ТЕКСТ ИНТЕРВЬЮ:
++++++
«Ты сжимаешь мир до размера квадратного метра и запихиваешь туда все смыслы». Сет-дизайнер Света Жукова — о своих штуках, руинизации и боге помоек
Света Жукова — художник, сет-дизайнер и фотограф. Она исследует отношения объектов предметного мира, уделяя внимание сложной композиции своих сетов и поиску необычного реквизита для них. Попав на снимки Жуковой, предметы ведут себя неожиданно и вступают в странные связи: органическое сплетается с неживым, а серьезное и потрепанное временем и средой заводит дружбу со смешным и детским. Авторы студии koshta поговорили со Светой о смысле ее недолговечных композиций, восприятии мира «институтом Плюшкина» и о том, какое современное искусство каждый может делать на самоизоляции без всяких дополнительных инструментов.
— Как правильно называются твои работы? Это сет-дизайн?
Вообще их часто называют стилами. Но я считаю, что я — сет-дизайнер и художник… Обычно, чтобы избежать долгих обьяснений, называю их просто — штуки.
— Эти штуки могут жить отдельно, вне фотографий, как инсталляции?
Опыт показал, что с трудом. Они не могут быть живыми при статике, потому что требуют, во-первых, места, а во-вторых, динамики, которая будет изначально продумана в каком-то соотношении объемов и форм. Сейчас мои предметы хрупкие, они падают и убегают, держатся на лесках, дышат, у них есть воздух внутри. И воздух появляется во многом за счет смешной нереалистичной разбалансировки и интуитивной сборки. Я не слишком планирую.
— В них чувствуется какое-то напряжение — то, что ты называешь воздухом в инсталляциях. Как раз, видимо, от того, что они будто готовы развалиться.
— Да! Подвижность. Ты ставишь, ставишь, а оно падает. Снова ставишь, и так до тех пор, пока не найдется точка баланса для всего. Иногда понимаешь — надо клеить. Но фиксирую очень грубо — беру кусок скотча и леплю. Это сдерживает ненадолго.
На самом деле, я убираю многие элементы скрепа, мусора и прочего на этапе постпродакшена, чтобы картинка была чистой. Иногда склеиваю картинку из нескольких кусков. Например, штука, которую я снимала для вас, склеена из восьми фотографий.
— Как рождается образ? Собирается вокруг одного объекта или все сразу вместе возникает в голове?
— Ни то, ни другое. У меня довольно хорошо развит концептуальный аппарат, и мне не особо нужно раскачивать его. Это и хорошо, и плохо. Он запускается довольно легко — немножечко созерцаешь, вдохновляешься, и тут — бац! Дверь с ноги открывается, лестница винтовая катится вниз. И ты такой: «Воу, воу, полегче!», — а оно уже поехало. Это просто то пространство, в которое ты себе позволяешь зайти, чтобы воспринимать опыт иначе.
++++++
ПРЕДОСТАВЛЕННЫЕ МАТЕРИАЛЫ:
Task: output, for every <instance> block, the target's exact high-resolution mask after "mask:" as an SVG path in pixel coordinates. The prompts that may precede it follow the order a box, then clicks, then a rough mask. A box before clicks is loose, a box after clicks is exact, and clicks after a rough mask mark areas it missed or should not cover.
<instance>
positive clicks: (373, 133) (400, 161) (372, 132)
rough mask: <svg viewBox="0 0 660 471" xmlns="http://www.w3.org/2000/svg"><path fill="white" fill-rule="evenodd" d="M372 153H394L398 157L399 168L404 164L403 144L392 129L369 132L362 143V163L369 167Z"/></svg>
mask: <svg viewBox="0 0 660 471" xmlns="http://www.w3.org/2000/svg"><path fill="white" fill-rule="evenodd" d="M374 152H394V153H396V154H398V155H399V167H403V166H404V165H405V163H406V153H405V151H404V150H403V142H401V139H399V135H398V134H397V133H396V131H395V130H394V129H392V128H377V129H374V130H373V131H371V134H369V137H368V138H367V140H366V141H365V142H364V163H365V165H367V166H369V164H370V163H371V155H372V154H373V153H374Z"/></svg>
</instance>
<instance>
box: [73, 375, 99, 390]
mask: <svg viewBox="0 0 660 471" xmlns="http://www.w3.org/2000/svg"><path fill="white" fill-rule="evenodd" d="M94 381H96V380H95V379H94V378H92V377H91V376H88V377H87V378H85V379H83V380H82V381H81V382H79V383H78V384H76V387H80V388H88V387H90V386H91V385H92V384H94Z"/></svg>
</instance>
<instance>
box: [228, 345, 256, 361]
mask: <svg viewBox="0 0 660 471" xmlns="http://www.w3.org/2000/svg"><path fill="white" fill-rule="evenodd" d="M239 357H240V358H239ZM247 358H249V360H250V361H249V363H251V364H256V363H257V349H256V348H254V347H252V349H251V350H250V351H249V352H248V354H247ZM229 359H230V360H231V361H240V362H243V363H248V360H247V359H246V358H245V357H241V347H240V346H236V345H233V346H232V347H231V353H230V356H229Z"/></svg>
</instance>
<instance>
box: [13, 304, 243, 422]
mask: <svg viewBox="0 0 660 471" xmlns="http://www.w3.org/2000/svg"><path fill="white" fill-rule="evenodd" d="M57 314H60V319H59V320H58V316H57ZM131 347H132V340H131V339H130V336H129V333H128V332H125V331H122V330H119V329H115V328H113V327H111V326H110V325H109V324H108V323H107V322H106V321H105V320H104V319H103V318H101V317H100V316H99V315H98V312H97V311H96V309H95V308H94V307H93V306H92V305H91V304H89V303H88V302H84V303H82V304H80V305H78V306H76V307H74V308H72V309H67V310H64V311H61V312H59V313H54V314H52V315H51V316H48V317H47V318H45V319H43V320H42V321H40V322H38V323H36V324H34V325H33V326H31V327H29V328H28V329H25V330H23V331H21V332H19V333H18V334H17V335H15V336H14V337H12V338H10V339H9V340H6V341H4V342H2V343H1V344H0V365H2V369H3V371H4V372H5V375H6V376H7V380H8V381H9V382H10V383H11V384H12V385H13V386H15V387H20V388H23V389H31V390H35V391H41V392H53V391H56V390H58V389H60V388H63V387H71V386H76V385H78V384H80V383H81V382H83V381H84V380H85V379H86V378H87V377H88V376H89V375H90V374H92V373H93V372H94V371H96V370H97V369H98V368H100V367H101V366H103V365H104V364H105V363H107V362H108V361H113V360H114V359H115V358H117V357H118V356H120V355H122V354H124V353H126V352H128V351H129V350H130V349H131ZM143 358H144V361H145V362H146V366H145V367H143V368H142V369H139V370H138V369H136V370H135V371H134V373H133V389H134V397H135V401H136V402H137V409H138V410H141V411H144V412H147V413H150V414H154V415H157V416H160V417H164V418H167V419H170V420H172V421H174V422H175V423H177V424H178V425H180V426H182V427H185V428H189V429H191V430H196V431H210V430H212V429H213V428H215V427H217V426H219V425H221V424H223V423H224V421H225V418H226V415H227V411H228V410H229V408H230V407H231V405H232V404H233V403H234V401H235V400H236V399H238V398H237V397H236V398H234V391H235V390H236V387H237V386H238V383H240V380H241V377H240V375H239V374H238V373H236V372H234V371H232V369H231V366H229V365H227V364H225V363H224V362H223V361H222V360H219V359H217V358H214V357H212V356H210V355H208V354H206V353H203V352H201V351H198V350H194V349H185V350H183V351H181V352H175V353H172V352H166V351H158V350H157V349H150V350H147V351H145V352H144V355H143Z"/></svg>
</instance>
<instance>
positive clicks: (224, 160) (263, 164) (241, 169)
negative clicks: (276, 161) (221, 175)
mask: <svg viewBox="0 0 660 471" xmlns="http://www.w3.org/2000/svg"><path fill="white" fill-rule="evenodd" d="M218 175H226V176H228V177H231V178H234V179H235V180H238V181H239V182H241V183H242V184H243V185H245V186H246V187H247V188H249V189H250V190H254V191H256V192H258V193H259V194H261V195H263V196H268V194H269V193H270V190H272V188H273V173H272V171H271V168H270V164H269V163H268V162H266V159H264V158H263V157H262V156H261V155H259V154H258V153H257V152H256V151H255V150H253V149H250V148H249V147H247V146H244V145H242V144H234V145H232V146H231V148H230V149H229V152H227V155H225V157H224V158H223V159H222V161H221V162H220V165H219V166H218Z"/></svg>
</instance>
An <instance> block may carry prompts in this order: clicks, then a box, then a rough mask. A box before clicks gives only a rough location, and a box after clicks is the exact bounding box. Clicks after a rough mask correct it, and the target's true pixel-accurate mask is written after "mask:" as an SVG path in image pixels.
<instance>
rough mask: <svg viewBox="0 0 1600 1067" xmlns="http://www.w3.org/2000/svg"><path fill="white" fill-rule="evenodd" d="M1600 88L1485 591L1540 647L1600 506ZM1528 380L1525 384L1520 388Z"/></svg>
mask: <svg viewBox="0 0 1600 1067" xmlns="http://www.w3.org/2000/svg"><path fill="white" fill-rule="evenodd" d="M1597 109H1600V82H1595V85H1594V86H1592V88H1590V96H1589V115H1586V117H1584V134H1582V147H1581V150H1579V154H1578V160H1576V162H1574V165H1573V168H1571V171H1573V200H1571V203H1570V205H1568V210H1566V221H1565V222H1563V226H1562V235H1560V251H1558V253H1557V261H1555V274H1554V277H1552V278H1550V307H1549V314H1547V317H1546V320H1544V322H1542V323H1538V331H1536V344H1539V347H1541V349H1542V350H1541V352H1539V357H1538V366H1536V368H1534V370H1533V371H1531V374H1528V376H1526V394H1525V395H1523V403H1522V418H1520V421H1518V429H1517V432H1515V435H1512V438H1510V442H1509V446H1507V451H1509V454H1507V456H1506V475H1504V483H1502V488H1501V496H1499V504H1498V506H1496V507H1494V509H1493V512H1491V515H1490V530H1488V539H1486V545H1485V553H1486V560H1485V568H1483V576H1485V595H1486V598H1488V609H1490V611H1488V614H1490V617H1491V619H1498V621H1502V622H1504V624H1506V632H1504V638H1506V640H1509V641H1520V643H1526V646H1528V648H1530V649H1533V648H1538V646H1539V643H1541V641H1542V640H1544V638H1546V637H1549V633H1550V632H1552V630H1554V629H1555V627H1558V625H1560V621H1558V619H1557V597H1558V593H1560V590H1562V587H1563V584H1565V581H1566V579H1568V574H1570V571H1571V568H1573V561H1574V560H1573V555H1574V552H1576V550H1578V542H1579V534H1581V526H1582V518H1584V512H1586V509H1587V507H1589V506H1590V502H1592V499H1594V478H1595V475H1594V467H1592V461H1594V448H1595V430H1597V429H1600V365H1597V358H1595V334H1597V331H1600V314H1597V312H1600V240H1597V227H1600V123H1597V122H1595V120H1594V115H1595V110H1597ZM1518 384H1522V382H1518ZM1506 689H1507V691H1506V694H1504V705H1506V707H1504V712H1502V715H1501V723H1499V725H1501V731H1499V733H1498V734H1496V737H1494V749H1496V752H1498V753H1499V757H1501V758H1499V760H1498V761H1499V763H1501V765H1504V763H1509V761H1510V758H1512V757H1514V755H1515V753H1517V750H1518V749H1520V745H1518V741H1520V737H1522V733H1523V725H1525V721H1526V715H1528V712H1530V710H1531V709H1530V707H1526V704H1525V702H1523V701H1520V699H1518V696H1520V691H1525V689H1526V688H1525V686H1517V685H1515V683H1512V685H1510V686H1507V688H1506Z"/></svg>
++++++
ЗАДАНИЕ: Повторите слово в слово отрывок из интервью от слов «Вообще их часто» до слов «не слишком планирую.» включительно. Записи здесь не понадобятся.

РЕЗУЛЬТАТ УПРАЖНЕНИЯ:
Вообще их часто называют стилами. Но я считаю, что я — сет-дизайнер и художник… Обычно, чтобы избежать долгих обьяснений, называю их просто — штуки.
— Эти штуки могут жить отдельно, вне фотографий, как инсталляции?
Опыт показал, что с трудом. Они не могут быть живыми при статике, потому что требуют, во-первых, места, а во-вторых, динамики, которая будет изначально продумана в каком-то соотношении объемов и форм. Сейчас мои предметы хрупкие, они падают и убегают, держатся на лесках, дышат, у них есть воздух внутри. И воздух появляется во многом за счет смешной нереалистичной разбалансировки и интуитивной сборки. Я не слишком планирую.